▶

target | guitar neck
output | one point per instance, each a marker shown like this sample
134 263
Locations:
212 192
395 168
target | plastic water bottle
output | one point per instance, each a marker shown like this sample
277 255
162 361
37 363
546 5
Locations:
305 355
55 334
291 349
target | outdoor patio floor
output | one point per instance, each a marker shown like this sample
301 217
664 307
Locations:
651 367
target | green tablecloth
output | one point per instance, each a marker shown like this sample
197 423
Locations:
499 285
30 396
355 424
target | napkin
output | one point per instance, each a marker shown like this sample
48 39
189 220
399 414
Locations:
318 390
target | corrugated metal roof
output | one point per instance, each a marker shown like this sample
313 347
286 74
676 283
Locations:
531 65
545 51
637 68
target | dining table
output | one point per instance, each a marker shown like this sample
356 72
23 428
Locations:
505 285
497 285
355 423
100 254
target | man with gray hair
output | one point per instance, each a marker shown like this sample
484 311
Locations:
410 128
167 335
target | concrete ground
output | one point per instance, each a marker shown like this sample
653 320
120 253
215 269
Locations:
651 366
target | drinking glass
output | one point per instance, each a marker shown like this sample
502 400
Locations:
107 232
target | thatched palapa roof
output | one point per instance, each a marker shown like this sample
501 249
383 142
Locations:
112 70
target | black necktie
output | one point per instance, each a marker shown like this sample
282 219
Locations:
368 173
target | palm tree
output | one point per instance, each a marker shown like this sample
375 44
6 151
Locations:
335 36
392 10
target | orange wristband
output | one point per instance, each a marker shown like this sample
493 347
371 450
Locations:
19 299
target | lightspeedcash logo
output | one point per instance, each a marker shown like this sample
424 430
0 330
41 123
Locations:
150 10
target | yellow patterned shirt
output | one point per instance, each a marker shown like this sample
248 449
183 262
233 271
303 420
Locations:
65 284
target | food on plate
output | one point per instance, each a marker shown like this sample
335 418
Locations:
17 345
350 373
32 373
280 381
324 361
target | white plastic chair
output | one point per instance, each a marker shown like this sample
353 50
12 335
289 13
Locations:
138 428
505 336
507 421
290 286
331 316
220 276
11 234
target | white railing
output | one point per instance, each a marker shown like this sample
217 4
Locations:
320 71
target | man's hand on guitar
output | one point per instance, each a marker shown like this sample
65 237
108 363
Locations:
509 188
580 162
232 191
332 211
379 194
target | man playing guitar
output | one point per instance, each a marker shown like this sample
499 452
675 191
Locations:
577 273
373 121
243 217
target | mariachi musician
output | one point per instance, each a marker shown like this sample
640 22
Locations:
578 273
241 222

◀

*About this exercise*.
Copy all of the listing above exactly, please.

*Answer for this exercise*.
target | guitar neck
output | one point per instance, each a marker shown like this sample
134 263
Locations:
212 192
395 168
target | plastic water bottle
output | one point per instance, each a marker shown like this sample
277 255
162 361
37 363
546 5
Locations:
305 355
55 334
291 349
target | outdoor patio floor
output | one point per instance, each a marker shown like this sample
301 217
664 307
Locations:
651 367
target | green tablecloth
output | one point per instance, each a marker shown like this sample
197 423
Locations:
499 285
30 396
355 424
target | napkin
output | one point per instance, each a marker shown like this sample
48 39
189 220
399 414
Locations:
318 390
target | corrugated metal roof
output | one point per instance, each a marker shown like this sample
313 347
286 74
676 283
Locations:
531 65
545 51
637 68
target | dining table
output | one point per instance, each a marker shown like this sample
356 72
23 428
Locations:
505 285
497 285
355 423
100 254
target | man with gray hair
output | one point per instance, each a marker shown like this sample
484 311
Locations:
410 128
167 335
target | concrete ground
output | one point per instance, each a marker shown like this sample
653 320
120 253
215 269
Locations:
651 366
target | drinking glass
output | one point per instance, each a marker shown like this sample
502 400
Locations:
107 232
target | thatched palapa roof
output | one point per instance, each a marker shown like this sample
501 249
383 142
Locations:
112 70
target | black necktie
output | one point per instance, each a marker shown like this sample
282 219
Locations:
368 173
target | palm tree
output | one point per instance, each a marker shown like this sample
375 44
6 151
Locations:
335 36
392 10
target | orange wristband
output | one point per instance, each a marker shown like this sample
493 347
371 450
Locations:
19 299
target | lightspeedcash logo
output | one point per instance, each a marker shown like this sample
424 430
0 330
41 123
Locations:
150 10
target | yellow patterned shirt
output | one point per instance, each a marker shown like this sample
248 449
183 262
233 271
303 420
Locations:
65 284
target | food on plate
output | one point per instance, each a marker shown like this sample
335 418
Locations:
17 345
350 373
32 373
280 381
324 361
target | white plastic chair
output | one point per instance, each a marker shown like this sample
353 50
12 335
289 13
Locations:
138 428
505 336
507 421
290 286
331 316
220 276
11 234
target | white railing
output | one point per instance, each a marker shown like this sample
217 4
Locations:
320 71
target | man's hand on guitar
output | one point per instance, each a marker shown like this sample
65 237
108 363
Locations:
509 188
580 162
232 191
332 211
379 194
target | man playing guitar
output | one point per instance, each a marker shown like this sample
499 452
675 191
Locations:
577 273
373 121
243 217
target | mariachi musician
output | one point per instance, each a marker shown like this sample
640 22
Locations:
578 273
241 222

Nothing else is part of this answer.